(Selected excerpt):

┌────────

Diogo Soares de Albergaria (), also known as Diego Soares de Melo, Diego Suarez de Melo and the "Galego", was a 16th-century Portuguese navigator and explorer.

India
Soares arrived to India  1538, where he was a known murderer and pirate. Estêvão da Gama, by then Governor of Goa, issued a warrant for Soares's arrest, but Soares was later granted a pardon by Da Gama's successor, Martim Afonso de Sousa, who was a friend of Soares. Under De Sousa's rule, Soares commanded expeditions while at the same time continuing his pirate activities near Portuguese Mozambique.

Madagascar 
Soares visited Madagascar in 1543 under the orders of Martim Afonso de Sousa, to investigate the whereabouts of De Sousa's brother who was reportedly wrecked there. The same year, Soares returned to Kochi (the Cochin) without the information, but with loads of silver and slaves he had looted from the island.

└────────

(Rows):
┌────────

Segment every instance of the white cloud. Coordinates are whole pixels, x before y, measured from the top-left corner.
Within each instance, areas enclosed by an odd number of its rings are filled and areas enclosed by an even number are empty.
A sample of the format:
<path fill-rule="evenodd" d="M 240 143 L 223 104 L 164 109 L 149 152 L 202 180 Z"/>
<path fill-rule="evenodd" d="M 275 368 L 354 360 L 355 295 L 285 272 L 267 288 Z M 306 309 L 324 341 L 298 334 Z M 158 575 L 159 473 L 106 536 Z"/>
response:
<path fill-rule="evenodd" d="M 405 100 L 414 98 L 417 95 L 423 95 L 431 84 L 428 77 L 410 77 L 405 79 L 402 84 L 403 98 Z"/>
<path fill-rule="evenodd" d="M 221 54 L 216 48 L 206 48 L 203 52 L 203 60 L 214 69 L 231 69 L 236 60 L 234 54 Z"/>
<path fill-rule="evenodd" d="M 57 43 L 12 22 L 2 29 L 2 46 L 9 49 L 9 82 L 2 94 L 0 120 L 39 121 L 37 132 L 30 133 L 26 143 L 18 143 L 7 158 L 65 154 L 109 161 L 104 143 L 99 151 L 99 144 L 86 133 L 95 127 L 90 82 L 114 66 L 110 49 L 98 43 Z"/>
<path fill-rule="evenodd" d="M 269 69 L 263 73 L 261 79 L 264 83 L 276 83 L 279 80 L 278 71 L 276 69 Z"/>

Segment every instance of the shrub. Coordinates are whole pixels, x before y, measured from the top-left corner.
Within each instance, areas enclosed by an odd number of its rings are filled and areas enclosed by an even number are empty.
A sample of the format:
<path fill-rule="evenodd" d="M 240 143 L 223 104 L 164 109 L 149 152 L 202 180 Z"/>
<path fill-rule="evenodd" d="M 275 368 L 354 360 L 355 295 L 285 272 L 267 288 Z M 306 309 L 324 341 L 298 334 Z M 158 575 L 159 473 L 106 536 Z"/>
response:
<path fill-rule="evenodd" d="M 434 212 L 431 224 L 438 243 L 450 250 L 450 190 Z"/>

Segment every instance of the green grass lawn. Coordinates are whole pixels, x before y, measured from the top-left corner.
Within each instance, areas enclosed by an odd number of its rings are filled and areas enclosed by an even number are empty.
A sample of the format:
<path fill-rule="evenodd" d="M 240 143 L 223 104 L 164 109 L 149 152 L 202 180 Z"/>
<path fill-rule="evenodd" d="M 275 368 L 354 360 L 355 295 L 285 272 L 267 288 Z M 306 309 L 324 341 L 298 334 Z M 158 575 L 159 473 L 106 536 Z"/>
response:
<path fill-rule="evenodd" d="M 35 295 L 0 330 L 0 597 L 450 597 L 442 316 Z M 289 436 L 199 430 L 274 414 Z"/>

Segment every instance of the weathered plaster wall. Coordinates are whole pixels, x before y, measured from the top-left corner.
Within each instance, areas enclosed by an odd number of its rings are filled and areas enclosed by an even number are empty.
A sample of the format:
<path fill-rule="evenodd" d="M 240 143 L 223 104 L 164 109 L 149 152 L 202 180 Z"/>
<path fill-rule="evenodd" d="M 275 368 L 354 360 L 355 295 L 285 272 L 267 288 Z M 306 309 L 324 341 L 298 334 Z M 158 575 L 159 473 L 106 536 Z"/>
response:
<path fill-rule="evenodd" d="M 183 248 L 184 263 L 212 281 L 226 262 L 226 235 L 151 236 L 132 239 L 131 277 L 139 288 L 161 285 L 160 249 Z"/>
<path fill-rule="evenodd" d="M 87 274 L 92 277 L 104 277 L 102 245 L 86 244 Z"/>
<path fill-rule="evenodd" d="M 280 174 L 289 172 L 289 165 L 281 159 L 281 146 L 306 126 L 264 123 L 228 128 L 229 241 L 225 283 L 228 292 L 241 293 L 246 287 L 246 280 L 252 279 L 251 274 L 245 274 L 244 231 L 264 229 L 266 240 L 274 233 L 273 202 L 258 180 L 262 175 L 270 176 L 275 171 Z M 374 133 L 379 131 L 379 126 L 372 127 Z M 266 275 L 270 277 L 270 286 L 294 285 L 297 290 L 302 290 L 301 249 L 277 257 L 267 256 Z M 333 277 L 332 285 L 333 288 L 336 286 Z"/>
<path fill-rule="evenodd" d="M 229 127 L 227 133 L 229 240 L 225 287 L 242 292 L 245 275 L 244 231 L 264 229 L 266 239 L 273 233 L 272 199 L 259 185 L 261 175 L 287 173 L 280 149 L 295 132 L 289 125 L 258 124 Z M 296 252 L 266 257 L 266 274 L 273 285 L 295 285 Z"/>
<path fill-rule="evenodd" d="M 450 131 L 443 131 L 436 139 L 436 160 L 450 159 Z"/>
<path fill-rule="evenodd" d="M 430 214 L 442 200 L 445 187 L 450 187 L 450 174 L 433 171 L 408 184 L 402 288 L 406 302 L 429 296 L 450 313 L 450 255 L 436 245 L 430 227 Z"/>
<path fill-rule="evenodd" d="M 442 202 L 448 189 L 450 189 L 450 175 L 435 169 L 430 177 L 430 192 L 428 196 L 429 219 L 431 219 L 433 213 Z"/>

└────────

(Exercises):
1 - From the passage on Diogo Soares de Albergaria, reproduce the text starting with "Diogo Soares de" and going on through "near Portuguese Mozambique.".
2 - Using the passage on Diogo Soares de Albergaria, decide whether each statement agrees with it, and support each yes or no with the deciding words quoted from the passage. (a) Estêvão da Gama issued a warrant for Soares's arrest. (b) Soares went to Madagascar on his own initiative. (c) Soares returned to Kochi with the information about De Sousa's brother.

(Responses to the exercise):
1 -
Diogo Soares de Albergaria (), also known as Diego Soares de Melo, Diego Suarez de Melo and the "Galego", was a 16th-century Portuguese navigator and explorer.

India
Soares arrived to India  1538, where he was a known murderer and pirate. Estêvão da Gama, by then Governor of Goa, issued a warrant for Soares's arrest, but Soares was later granted a pardon by Da Gama's successor, Martim Afonso de Sousa, who was a friend of Soares. Under De Sousa's rule, Soares commanded expeditions while at the same time continuing his pirate activities near Portuguese Mozambique.

2 -
(a) Yes: "Estêvão da Gama, by then Governor of Goa, issued a warrant for Soares's arrest"
(b) No: "Soares visited Madagascar in 1543 under the orders of Martim Afonso de Sousa"
(c) No: "Soares returned to Kochi (the Cochin) without the information"